Instructions for the task
From the line that includes "Place a marker on the combat" to the last line of the data, quote each line precisely; both boundary lines belong in the answer.

Data section
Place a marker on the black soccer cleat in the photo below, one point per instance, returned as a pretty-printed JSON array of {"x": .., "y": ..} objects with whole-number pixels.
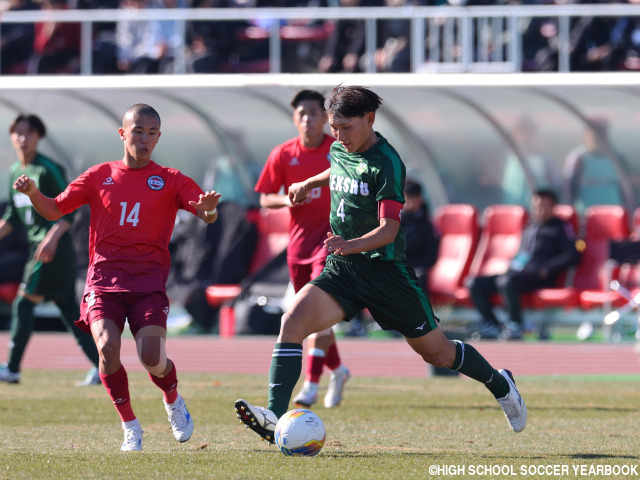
[{"x": 259, "y": 419}]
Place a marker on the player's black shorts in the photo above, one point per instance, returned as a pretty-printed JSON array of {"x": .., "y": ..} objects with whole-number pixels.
[
  {"x": 389, "y": 290},
  {"x": 54, "y": 280}
]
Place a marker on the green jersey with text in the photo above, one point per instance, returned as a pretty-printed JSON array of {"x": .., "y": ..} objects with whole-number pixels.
[
  {"x": 50, "y": 179},
  {"x": 358, "y": 182}
]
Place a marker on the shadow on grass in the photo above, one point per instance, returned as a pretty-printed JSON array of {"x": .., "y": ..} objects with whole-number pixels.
[
  {"x": 602, "y": 456},
  {"x": 572, "y": 408}
]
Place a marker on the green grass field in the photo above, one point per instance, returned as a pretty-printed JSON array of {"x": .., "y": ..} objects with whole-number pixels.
[{"x": 386, "y": 429}]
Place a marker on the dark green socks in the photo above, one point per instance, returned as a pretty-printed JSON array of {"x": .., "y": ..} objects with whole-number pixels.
[
  {"x": 286, "y": 366},
  {"x": 469, "y": 362}
]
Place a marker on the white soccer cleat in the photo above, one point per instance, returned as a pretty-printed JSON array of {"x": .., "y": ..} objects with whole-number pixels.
[
  {"x": 308, "y": 395},
  {"x": 8, "y": 376},
  {"x": 92, "y": 378},
  {"x": 180, "y": 419},
  {"x": 512, "y": 404},
  {"x": 132, "y": 440},
  {"x": 339, "y": 377},
  {"x": 259, "y": 419}
]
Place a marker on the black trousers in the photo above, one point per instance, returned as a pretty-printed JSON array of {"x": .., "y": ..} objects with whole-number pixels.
[{"x": 510, "y": 286}]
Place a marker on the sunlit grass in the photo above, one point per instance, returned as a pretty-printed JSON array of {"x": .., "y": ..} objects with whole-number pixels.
[{"x": 386, "y": 428}]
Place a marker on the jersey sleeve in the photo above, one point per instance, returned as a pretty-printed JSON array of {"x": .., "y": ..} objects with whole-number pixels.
[
  {"x": 75, "y": 195},
  {"x": 390, "y": 182},
  {"x": 53, "y": 183},
  {"x": 272, "y": 176},
  {"x": 187, "y": 190},
  {"x": 10, "y": 214}
]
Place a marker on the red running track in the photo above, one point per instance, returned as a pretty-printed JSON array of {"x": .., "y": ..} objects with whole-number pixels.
[{"x": 384, "y": 358}]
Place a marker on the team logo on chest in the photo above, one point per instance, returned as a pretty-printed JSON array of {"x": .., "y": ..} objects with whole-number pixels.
[{"x": 155, "y": 182}]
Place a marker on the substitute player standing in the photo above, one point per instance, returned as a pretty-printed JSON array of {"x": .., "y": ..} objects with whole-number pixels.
[
  {"x": 134, "y": 203},
  {"x": 367, "y": 267},
  {"x": 50, "y": 272},
  {"x": 294, "y": 161}
]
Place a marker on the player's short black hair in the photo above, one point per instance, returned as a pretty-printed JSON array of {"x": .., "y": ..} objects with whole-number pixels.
[
  {"x": 142, "y": 109},
  {"x": 352, "y": 101},
  {"x": 307, "y": 95},
  {"x": 34, "y": 123},
  {"x": 546, "y": 193}
]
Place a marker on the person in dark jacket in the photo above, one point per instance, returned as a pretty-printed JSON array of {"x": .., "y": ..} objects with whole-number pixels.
[
  {"x": 547, "y": 249},
  {"x": 422, "y": 237}
]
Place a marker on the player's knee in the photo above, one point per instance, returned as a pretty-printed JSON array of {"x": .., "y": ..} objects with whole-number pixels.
[
  {"x": 442, "y": 358},
  {"x": 108, "y": 351},
  {"x": 292, "y": 329},
  {"x": 152, "y": 354},
  {"x": 156, "y": 366}
]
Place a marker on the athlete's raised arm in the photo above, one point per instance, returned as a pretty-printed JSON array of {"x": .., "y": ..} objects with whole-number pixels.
[
  {"x": 299, "y": 191},
  {"x": 45, "y": 206}
]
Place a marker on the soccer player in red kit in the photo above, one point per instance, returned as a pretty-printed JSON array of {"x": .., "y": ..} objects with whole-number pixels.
[
  {"x": 134, "y": 203},
  {"x": 293, "y": 161}
]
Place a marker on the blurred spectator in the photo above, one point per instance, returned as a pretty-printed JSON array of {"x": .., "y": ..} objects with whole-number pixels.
[
  {"x": 303, "y": 40},
  {"x": 208, "y": 42},
  {"x": 105, "y": 58},
  {"x": 16, "y": 40},
  {"x": 170, "y": 35},
  {"x": 591, "y": 176},
  {"x": 345, "y": 45},
  {"x": 140, "y": 43},
  {"x": 249, "y": 40},
  {"x": 393, "y": 53},
  {"x": 547, "y": 249},
  {"x": 591, "y": 48},
  {"x": 515, "y": 186},
  {"x": 625, "y": 42},
  {"x": 421, "y": 236},
  {"x": 56, "y": 46}
]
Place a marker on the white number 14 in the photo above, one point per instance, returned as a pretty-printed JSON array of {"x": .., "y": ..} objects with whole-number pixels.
[{"x": 133, "y": 214}]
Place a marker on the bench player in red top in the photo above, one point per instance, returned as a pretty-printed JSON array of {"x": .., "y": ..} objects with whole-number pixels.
[
  {"x": 290, "y": 162},
  {"x": 134, "y": 203}
]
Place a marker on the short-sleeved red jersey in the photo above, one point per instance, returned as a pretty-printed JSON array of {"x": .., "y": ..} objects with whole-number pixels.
[
  {"x": 133, "y": 212},
  {"x": 289, "y": 163}
]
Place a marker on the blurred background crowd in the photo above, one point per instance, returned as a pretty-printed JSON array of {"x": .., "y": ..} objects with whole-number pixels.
[{"x": 596, "y": 43}]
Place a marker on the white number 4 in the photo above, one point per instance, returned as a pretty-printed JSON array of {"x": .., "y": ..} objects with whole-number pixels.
[
  {"x": 133, "y": 214},
  {"x": 340, "y": 210}
]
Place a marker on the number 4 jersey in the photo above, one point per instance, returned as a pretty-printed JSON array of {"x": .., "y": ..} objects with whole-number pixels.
[
  {"x": 358, "y": 183},
  {"x": 133, "y": 212}
]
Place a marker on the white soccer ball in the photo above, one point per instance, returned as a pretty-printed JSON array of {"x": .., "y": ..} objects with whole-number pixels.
[{"x": 300, "y": 432}]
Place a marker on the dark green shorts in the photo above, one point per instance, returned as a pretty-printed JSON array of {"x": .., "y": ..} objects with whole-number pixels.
[
  {"x": 389, "y": 290},
  {"x": 54, "y": 280}
]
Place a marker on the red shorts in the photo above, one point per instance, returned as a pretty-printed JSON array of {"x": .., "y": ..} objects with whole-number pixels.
[
  {"x": 301, "y": 274},
  {"x": 140, "y": 309}
]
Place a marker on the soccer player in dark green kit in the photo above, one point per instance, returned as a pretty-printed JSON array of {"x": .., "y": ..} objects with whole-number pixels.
[
  {"x": 366, "y": 267},
  {"x": 50, "y": 272}
]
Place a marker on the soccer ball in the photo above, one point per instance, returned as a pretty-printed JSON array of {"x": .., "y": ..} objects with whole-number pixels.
[{"x": 300, "y": 432}]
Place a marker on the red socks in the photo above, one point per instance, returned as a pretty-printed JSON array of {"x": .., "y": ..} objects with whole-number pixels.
[
  {"x": 117, "y": 385},
  {"x": 168, "y": 384},
  {"x": 333, "y": 360}
]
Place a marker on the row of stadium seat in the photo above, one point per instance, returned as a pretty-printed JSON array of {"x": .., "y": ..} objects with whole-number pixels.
[{"x": 468, "y": 250}]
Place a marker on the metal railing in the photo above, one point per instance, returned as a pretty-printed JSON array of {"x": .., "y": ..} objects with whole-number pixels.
[{"x": 443, "y": 39}]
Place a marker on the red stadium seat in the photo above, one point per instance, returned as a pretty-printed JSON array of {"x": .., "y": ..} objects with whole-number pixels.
[
  {"x": 459, "y": 232},
  {"x": 568, "y": 214},
  {"x": 273, "y": 238},
  {"x": 499, "y": 242},
  {"x": 603, "y": 223}
]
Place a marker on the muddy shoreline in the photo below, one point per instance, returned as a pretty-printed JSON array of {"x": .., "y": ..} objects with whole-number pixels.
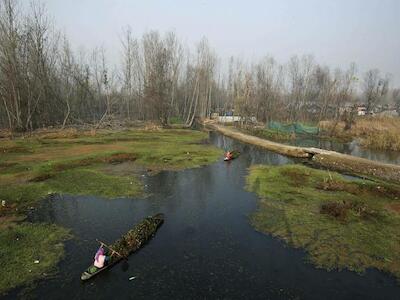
[{"x": 322, "y": 158}]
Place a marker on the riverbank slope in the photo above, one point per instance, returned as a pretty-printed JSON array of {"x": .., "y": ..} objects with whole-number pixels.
[{"x": 322, "y": 158}]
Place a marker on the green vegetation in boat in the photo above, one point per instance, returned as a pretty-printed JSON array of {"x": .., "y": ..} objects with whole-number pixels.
[{"x": 132, "y": 241}]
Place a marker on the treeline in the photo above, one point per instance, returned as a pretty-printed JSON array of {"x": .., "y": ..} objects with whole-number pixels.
[{"x": 43, "y": 82}]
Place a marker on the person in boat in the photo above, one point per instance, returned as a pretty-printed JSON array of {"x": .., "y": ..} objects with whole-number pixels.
[
  {"x": 101, "y": 258},
  {"x": 228, "y": 155}
]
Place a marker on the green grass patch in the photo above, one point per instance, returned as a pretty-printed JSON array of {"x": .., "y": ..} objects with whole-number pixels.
[
  {"x": 22, "y": 245},
  {"x": 271, "y": 134},
  {"x": 340, "y": 223},
  {"x": 75, "y": 163}
]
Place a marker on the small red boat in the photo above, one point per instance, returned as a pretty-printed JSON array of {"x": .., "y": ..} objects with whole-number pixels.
[{"x": 231, "y": 155}]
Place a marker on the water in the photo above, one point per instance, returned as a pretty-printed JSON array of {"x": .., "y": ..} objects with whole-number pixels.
[
  {"x": 352, "y": 148},
  {"x": 205, "y": 249}
]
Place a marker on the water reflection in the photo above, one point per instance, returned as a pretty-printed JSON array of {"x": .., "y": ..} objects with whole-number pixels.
[{"x": 205, "y": 249}]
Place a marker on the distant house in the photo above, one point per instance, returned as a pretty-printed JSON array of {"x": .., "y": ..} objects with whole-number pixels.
[{"x": 361, "y": 110}]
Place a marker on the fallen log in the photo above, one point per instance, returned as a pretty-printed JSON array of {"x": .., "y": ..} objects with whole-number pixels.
[
  {"x": 287, "y": 150},
  {"x": 322, "y": 158}
]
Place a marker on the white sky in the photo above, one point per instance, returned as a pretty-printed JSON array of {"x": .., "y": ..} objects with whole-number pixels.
[{"x": 338, "y": 32}]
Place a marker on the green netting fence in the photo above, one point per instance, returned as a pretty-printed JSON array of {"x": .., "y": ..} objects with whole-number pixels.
[{"x": 297, "y": 128}]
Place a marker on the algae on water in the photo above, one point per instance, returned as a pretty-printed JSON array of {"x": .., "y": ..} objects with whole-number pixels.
[{"x": 341, "y": 223}]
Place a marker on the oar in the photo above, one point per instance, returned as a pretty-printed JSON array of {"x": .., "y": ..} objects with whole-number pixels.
[{"x": 104, "y": 244}]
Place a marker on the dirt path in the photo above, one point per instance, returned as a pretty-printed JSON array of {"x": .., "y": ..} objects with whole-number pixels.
[{"x": 329, "y": 159}]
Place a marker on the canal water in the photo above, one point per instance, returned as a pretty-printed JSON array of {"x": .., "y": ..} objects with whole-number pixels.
[{"x": 206, "y": 249}]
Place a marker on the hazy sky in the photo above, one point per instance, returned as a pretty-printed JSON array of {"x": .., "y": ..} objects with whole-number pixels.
[{"x": 335, "y": 32}]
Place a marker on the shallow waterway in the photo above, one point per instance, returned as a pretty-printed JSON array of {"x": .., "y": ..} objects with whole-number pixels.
[{"x": 205, "y": 249}]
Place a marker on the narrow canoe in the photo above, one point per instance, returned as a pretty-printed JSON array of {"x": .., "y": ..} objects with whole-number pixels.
[
  {"x": 235, "y": 154},
  {"x": 132, "y": 241}
]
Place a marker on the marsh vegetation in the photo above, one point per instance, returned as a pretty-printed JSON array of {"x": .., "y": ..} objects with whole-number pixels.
[{"x": 340, "y": 222}]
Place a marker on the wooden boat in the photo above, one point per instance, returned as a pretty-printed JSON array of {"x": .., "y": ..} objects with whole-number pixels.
[
  {"x": 234, "y": 153},
  {"x": 132, "y": 241}
]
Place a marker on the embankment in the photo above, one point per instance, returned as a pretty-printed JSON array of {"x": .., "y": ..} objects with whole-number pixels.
[{"x": 328, "y": 159}]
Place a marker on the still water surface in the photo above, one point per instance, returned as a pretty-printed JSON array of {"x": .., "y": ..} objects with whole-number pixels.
[{"x": 205, "y": 249}]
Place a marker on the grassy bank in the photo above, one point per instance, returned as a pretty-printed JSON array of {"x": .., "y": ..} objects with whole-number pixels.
[
  {"x": 340, "y": 223},
  {"x": 29, "y": 252},
  {"x": 83, "y": 164},
  {"x": 373, "y": 132},
  {"x": 105, "y": 164}
]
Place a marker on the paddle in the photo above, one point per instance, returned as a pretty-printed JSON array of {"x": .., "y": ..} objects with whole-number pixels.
[{"x": 113, "y": 251}]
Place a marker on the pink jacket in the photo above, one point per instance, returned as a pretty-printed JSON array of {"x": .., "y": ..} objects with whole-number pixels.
[{"x": 99, "y": 263}]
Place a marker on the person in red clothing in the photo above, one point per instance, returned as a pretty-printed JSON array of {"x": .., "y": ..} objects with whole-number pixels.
[{"x": 228, "y": 155}]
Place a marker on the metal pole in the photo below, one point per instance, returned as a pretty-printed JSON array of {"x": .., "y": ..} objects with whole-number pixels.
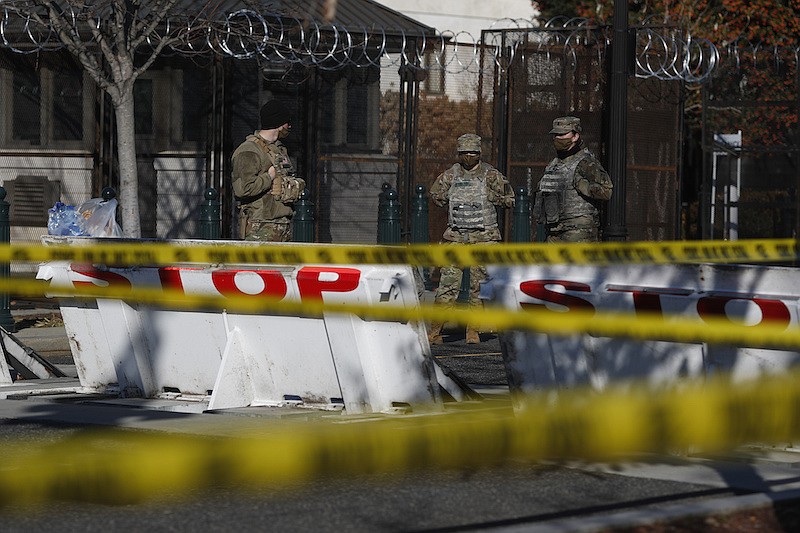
[
  {"x": 210, "y": 217},
  {"x": 6, "y": 320},
  {"x": 616, "y": 227},
  {"x": 521, "y": 228},
  {"x": 303, "y": 220}
]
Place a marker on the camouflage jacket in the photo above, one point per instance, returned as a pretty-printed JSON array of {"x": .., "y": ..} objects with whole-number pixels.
[
  {"x": 571, "y": 189},
  {"x": 261, "y": 196},
  {"x": 496, "y": 192}
]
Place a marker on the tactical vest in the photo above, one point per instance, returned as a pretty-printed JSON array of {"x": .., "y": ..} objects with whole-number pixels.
[
  {"x": 557, "y": 198},
  {"x": 468, "y": 207},
  {"x": 266, "y": 206}
]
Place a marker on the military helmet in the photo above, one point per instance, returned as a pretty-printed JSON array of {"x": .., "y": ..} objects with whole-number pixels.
[
  {"x": 469, "y": 142},
  {"x": 563, "y": 125}
]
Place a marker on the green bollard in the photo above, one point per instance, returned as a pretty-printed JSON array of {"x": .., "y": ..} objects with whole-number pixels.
[
  {"x": 521, "y": 224},
  {"x": 6, "y": 320},
  {"x": 210, "y": 217},
  {"x": 385, "y": 187},
  {"x": 419, "y": 216},
  {"x": 389, "y": 218},
  {"x": 303, "y": 220}
]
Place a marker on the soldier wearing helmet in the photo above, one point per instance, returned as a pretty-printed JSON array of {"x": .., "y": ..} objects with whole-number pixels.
[
  {"x": 573, "y": 186},
  {"x": 264, "y": 180},
  {"x": 471, "y": 190}
]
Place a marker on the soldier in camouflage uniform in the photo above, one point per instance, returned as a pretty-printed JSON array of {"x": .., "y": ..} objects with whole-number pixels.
[
  {"x": 573, "y": 185},
  {"x": 471, "y": 189},
  {"x": 264, "y": 181}
]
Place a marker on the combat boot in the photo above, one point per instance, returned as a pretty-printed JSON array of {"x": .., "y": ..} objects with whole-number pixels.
[{"x": 435, "y": 335}]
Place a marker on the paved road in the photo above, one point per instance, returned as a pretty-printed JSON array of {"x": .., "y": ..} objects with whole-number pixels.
[{"x": 516, "y": 496}]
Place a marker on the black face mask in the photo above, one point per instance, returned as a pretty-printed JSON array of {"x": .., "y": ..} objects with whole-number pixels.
[
  {"x": 562, "y": 145},
  {"x": 468, "y": 160}
]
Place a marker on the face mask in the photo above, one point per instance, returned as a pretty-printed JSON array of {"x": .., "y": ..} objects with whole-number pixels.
[
  {"x": 563, "y": 144},
  {"x": 469, "y": 160}
]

Problem solution
Place a marker on the combat boot in the photo above, one point per instance, returned as a pretty-printed JSON array of {"x": .., "y": ..} objects with whole-number pixels.
[{"x": 435, "y": 335}]
Place a marker on the paved road in the photo above, one point per instance, returned as a pretty-printed JSON array of {"x": .., "y": ..} objects with whole-number pixels.
[{"x": 516, "y": 496}]
Place a marker on the black face mask in the photo above, one point per instance, returned as a pretty-printed JSON array of {"x": .., "y": ..} objects with whole-number pixels.
[
  {"x": 562, "y": 145},
  {"x": 468, "y": 160}
]
Place a marker on the face mask in the photo above, one point per instance, returned as a pretty-printed JSON array of {"x": .., "y": ..} objects with whole-number pixels.
[
  {"x": 563, "y": 144},
  {"x": 469, "y": 160}
]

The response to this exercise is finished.